Dataset extract:
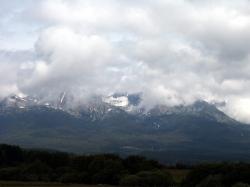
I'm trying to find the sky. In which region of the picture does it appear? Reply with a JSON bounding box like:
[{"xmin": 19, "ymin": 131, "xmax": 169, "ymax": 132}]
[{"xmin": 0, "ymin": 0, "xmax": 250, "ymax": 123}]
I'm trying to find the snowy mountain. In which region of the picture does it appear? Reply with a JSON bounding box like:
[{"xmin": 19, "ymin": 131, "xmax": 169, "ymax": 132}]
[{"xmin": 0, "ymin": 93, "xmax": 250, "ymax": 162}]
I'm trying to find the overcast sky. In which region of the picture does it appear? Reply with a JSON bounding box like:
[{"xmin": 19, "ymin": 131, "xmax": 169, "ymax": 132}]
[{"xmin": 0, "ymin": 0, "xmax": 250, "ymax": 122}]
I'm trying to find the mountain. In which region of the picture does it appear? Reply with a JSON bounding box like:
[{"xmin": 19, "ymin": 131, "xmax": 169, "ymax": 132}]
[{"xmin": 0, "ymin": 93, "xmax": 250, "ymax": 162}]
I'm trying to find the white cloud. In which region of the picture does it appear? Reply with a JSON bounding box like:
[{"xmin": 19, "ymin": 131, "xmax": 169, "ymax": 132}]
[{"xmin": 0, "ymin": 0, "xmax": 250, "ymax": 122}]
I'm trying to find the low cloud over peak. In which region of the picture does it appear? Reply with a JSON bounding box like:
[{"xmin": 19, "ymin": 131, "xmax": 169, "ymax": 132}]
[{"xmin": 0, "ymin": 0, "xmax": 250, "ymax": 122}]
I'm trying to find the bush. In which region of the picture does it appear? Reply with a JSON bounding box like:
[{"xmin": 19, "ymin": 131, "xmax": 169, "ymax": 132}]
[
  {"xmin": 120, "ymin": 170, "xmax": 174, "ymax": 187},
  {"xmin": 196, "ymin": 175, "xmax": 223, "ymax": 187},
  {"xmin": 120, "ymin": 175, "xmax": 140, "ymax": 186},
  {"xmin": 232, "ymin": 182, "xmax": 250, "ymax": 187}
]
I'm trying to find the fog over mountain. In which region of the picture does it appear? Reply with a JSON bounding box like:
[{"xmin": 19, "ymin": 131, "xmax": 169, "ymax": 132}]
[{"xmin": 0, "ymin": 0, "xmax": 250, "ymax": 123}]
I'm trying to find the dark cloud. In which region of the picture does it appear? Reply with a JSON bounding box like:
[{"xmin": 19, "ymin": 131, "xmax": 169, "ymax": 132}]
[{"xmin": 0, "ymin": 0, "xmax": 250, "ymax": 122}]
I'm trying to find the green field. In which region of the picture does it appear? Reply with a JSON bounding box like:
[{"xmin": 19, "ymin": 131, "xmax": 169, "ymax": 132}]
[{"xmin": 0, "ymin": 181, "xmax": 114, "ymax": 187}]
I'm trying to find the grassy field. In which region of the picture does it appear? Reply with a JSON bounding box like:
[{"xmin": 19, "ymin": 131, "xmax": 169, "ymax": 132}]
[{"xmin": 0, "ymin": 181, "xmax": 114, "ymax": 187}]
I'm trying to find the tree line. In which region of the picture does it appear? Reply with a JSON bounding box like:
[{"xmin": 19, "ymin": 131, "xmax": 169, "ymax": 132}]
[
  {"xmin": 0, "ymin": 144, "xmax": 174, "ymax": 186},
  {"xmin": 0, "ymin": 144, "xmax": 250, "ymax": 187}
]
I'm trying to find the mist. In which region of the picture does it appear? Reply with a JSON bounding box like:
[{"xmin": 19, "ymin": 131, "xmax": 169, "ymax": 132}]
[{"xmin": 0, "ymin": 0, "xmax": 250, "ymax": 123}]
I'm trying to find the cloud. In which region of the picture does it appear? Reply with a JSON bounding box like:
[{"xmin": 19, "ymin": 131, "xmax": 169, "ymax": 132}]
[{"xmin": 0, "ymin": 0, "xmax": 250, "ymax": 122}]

What you are asked to do:
Could you retype every line of the data above without changing a character, leaving the picture out?

Completed exercise:
I'm trying to find the sky. In which region of the picture does it appear? Reply with a JSON bounding box like:
[{"xmin": 19, "ymin": 131, "xmax": 169, "ymax": 132}]
[{"xmin": 0, "ymin": 0, "xmax": 250, "ymax": 123}]
I'm trying to find the snowy mountain. In which region of the picture does it appear? Reply with a JSON bounding box like:
[{"xmin": 19, "ymin": 131, "xmax": 169, "ymax": 132}]
[{"xmin": 0, "ymin": 93, "xmax": 250, "ymax": 162}]
I'm trying to find the overcast sky. In which region of the picture does it appear? Reply with a JSON bounding box like:
[{"xmin": 19, "ymin": 131, "xmax": 169, "ymax": 132}]
[{"xmin": 0, "ymin": 0, "xmax": 250, "ymax": 122}]
I'm trying to find the mountain. In which region of the picture does it appear? Reply with a JSON bounding box like:
[{"xmin": 19, "ymin": 131, "xmax": 169, "ymax": 132}]
[{"xmin": 0, "ymin": 93, "xmax": 250, "ymax": 162}]
I'm trying to find the white cloud. In which region of the picture does it appear? Reply with a JSON bounding box like:
[{"xmin": 19, "ymin": 131, "xmax": 169, "ymax": 132}]
[{"xmin": 0, "ymin": 0, "xmax": 250, "ymax": 122}]
I'm trying to find the low cloud over peak. In which region of the picture does it appear? Reply with a JSON bounding box like:
[{"xmin": 19, "ymin": 131, "xmax": 169, "ymax": 132}]
[{"xmin": 0, "ymin": 0, "xmax": 250, "ymax": 122}]
I'm trying to find the bush. In which region of the picture does it appear? Reply with a JSON bounding box like:
[{"xmin": 19, "ymin": 131, "xmax": 169, "ymax": 132}]
[
  {"xmin": 120, "ymin": 170, "xmax": 174, "ymax": 187},
  {"xmin": 196, "ymin": 175, "xmax": 223, "ymax": 187},
  {"xmin": 120, "ymin": 175, "xmax": 140, "ymax": 186},
  {"xmin": 232, "ymin": 182, "xmax": 250, "ymax": 187}
]
I'm trying to find the fog over mountain. In which region of the picture does it appear? Reply with a JSON bounding box like:
[{"xmin": 19, "ymin": 131, "xmax": 169, "ymax": 132}]
[{"xmin": 0, "ymin": 0, "xmax": 250, "ymax": 123}]
I'm trying to find the dark cloud. In which region of the picture does it appear? Reply with a JSON bounding box like:
[{"xmin": 19, "ymin": 131, "xmax": 169, "ymax": 132}]
[{"xmin": 0, "ymin": 0, "xmax": 250, "ymax": 122}]
I'm trying to find the green field. In which region of the picture does it appear? Reply with a JSON bounding box like:
[{"xmin": 19, "ymin": 131, "xmax": 169, "ymax": 132}]
[{"xmin": 0, "ymin": 181, "xmax": 114, "ymax": 187}]
I'm trying to find the grassy field. In which region of the picture does it appear? Reply with a JSON bounding box like:
[{"xmin": 19, "ymin": 131, "xmax": 169, "ymax": 132}]
[{"xmin": 0, "ymin": 181, "xmax": 114, "ymax": 187}]
I'm trying to find the tree line. In which region of the picture does it appear? Reply with a JSON bounding box like:
[{"xmin": 19, "ymin": 131, "xmax": 169, "ymax": 132}]
[
  {"xmin": 0, "ymin": 144, "xmax": 174, "ymax": 186},
  {"xmin": 0, "ymin": 144, "xmax": 250, "ymax": 187}
]
I'm trying to find the mist. In which region of the picture does it appear? Reply with a JSON bounding box like:
[{"xmin": 19, "ymin": 131, "xmax": 169, "ymax": 132}]
[{"xmin": 0, "ymin": 0, "xmax": 250, "ymax": 123}]
I'm trying to find the cloud. In which region of the picture does it appear? Reply with a JSON bounding box like:
[{"xmin": 19, "ymin": 131, "xmax": 169, "ymax": 132}]
[{"xmin": 0, "ymin": 0, "xmax": 250, "ymax": 122}]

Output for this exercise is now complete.